Collected data
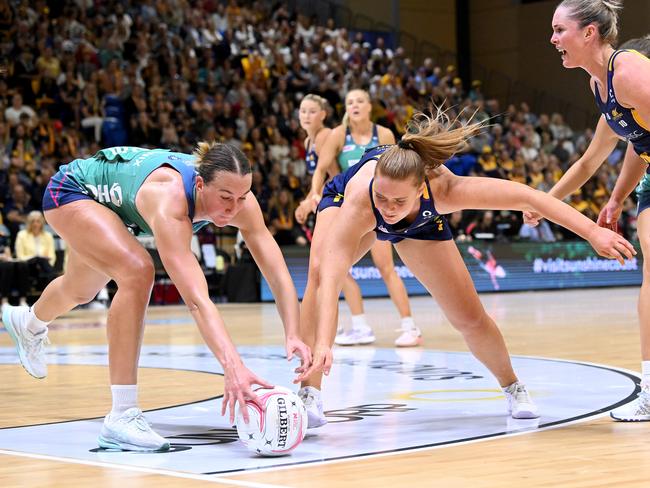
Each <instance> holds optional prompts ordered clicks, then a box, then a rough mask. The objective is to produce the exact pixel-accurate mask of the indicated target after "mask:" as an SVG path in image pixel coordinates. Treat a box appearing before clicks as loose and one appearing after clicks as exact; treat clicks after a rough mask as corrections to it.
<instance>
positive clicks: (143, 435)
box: [97, 407, 169, 451]
mask: <svg viewBox="0 0 650 488" xmlns="http://www.w3.org/2000/svg"><path fill="white" fill-rule="evenodd" d="M97 440H98V442H99V447H103V448H104V449H121V450H122V451H167V450H168V449H169V442H167V440H166V439H165V438H164V437H161V436H160V435H158V434H157V433H156V432H154V431H153V429H152V428H151V426H150V425H149V422H147V419H145V418H144V415H142V410H140V409H139V408H135V407H133V408H129V409H128V410H127V411H126V412H124V413H123V414H122V415H120V416H119V417H116V418H112V417H111V414H108V415H107V416H106V418H104V425H102V431H101V433H100V435H99V438H98V439H97Z"/></svg>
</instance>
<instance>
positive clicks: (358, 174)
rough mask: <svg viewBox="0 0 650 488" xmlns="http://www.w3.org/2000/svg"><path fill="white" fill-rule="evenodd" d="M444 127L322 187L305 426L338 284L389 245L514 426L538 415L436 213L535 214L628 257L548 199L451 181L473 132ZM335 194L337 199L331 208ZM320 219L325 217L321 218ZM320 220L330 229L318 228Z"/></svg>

| Work item |
Update every item above by changing "positive clicks" to "foreground clicks" and leaving the rest of the text as it is. Omit the pictures from your answer.

| Response box |
Each <instance> holds optional prompts ordered clicks, then a box, then a rough mask. The objective is to produce the exact pixel-accurate mask of the indicated target after "mask:" as an SVG path in image pixel coordinates. Treat a box appearing before clicks as loose and one appearing after clicks as exact; treat clicks after a rough mask as corrections to it.
<instance>
foreground clicks: (143, 435)
box: [97, 407, 169, 451]
mask: <svg viewBox="0 0 650 488" xmlns="http://www.w3.org/2000/svg"><path fill="white" fill-rule="evenodd" d="M97 440H98V442H99V447H103V448H104V449H121V450H122V451H167V450H168V449H169V442H167V440H166V439H165V438H164V437H161V436H160V435H158V434H157V433H156V432H154V431H153V429H152V428H151V426H150V425H149V422H147V419H145V418H144V415H142V410H140V409H139V408H135V407H133V408H129V409H128V410H127V411H126V412H124V413H123V414H122V415H120V416H119V417H116V418H112V417H111V414H108V415H107V416H106V418H104V425H102V431H101V433H100V435H99V438H98V439H97Z"/></svg>
</instance>
<instance>
foreground clicks: (358, 174)
rough mask: <svg viewBox="0 0 650 488" xmlns="http://www.w3.org/2000/svg"><path fill="white" fill-rule="evenodd" d="M444 127L322 187L305 426L338 284L389 245L514 426L538 415L436 213L535 214L628 257L548 199L451 181L473 132ZM335 194L337 199L331 208ZM320 219L325 217L321 218ZM320 220L330 229L318 228Z"/></svg>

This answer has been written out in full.